Is hard water bad for you?
Its effects on your pipes, sinks, dishes and bathtubs are readily apparent — but does hard water impact your health? In this article, we’ll take a look at the evidence and provide you some clear answers.
We’ll also give you some tips for dealing with hard water, including a great solution for getting rid of it altogether.
Is Hard Water Bad for You?
Simply put, yes — and you’re probably already suffering from the effects if you don’t have systems in place to counteract hard water. Here are some of the ways hard water is bad for you.
Negative Effects of Hard Water on Skin and Hair
Two immediately recognizable effects of hard water are dry skin and damaged hair.
The effects of hard water on skin and hair are due to the high mineral concentrations that make the water “hard” in the first place. Minerals such as calcium, magnesium and even some metals are prevalent in roughly 85% of America’s water, causing these negative effects when you shower and wash your hands.
The increased likelihood of razor burn is a byproduct of this hard water itchy skin issue, as is limp hair that loses its artificial color faster than normal.
The situation is particularly dire in cities like Phoenix, where the water is particularly hard and water softeners are imperative.
+++
* **Your assignment**:
Extend the article on hard water with a passage that picks up after its final sentence, about Phoenix, and keeps the article's tone. The lines after this point are not needed for the article on hard water.

* **Input data**:
+++
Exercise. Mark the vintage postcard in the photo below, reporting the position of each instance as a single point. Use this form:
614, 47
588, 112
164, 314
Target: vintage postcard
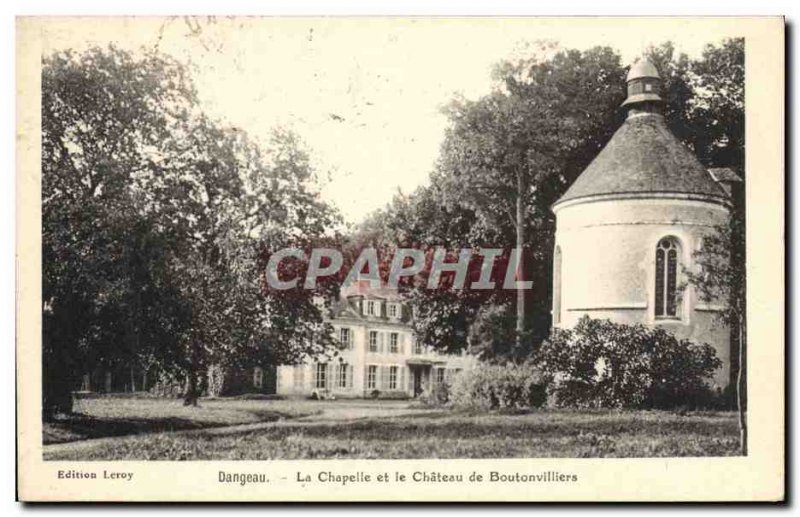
400, 259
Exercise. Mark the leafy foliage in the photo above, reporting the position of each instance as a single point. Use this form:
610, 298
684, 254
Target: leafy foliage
601, 364
508, 386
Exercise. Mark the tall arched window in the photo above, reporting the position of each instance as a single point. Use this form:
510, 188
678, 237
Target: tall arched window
557, 286
667, 254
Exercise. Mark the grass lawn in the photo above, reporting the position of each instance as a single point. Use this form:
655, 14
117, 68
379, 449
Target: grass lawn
120, 415
393, 429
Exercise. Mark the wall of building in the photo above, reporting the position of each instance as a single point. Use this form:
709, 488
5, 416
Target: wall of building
607, 269
301, 380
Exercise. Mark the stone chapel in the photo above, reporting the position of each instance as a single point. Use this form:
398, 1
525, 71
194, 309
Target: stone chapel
627, 228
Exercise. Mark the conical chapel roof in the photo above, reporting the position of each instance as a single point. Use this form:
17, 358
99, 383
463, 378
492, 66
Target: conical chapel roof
643, 156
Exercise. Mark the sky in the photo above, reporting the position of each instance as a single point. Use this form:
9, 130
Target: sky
365, 94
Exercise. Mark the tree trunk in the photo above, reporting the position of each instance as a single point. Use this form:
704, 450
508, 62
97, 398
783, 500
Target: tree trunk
521, 265
191, 396
741, 386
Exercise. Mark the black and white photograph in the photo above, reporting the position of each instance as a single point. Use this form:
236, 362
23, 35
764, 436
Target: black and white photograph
296, 239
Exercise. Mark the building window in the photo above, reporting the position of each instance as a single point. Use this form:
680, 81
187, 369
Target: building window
341, 380
557, 286
321, 376
258, 377
297, 375
372, 374
393, 377
667, 278
345, 337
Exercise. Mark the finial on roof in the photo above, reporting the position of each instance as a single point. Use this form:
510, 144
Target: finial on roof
644, 84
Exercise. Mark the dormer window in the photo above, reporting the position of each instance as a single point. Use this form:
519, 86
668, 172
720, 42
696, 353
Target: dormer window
344, 337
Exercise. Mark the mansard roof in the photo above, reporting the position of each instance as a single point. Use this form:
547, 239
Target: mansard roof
642, 157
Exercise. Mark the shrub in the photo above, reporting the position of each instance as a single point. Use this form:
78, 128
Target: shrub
437, 396
498, 387
601, 364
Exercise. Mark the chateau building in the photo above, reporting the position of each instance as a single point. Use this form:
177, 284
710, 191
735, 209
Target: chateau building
381, 356
627, 228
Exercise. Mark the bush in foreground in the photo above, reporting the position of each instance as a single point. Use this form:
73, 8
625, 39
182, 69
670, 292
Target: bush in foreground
601, 364
508, 386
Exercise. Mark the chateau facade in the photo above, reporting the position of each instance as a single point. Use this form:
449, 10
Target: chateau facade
381, 356
627, 229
+++
* **Exercise result**:
Is Hard Water Bad for Your Skin? — Poor Hygiene
The effects of hard water include the potential for poor hygiene due to the way hard water affects soap.
You see, the high mineral concentrations prevent soap from lathering properly. This results in a thin layer of soapy film being left on your skin and hair when you shower. Bacteria can stay trapped in this film, causing irritation and poor hygiene. When combined with the issue of razor burn, this hygiene risk is particularly problematic; the bacteria that builds up on your skin can cause infections.
This issue, and the one preceding it, means that the question ‘is hard water bad for your skin?’ deserves only one answer: a resounding ‘yes.’
Other Health Effects of Hard Water?
Hard water and dry skin is a very observable effect. But is hard water harmful as far as diseases and long-term health effects are concerned?
Thankfully, there’s nothing to suggest that hardness in and of itself produces toxicity. To the contrary, hard water can actually provide your body with useful minerals like calcium and magnesium. You’re unlikely to get too much of these minerals from the water.
Still, the negative effects of hard water on skin, hair, and your wallet outweigh this benefit — especially considering the fact that you can get minerals through your diet.
Effects of Hard Water on Your Wallet
For one, the minerals in hard water produce scale in your pipes, water boiler, bathtubs, dishes, and anything else they come into contact with. In the case of pipes and water boilers, this can mean expensive appointments with a plumber. With other surfaces, it means you’ll have to use more soap to clean them properly and get rid of the scale buildup.
Let’s look at some concrete numbers. Hard water results in:
- An increase in home heating costs of 29%, per the Water Quality Research Council
- An 11% increase in energy consumption, per the American Society of Plumbing Engineers
- Dramatically increased rates of premature failure in water heaters (with some giving out after just 1.6 years)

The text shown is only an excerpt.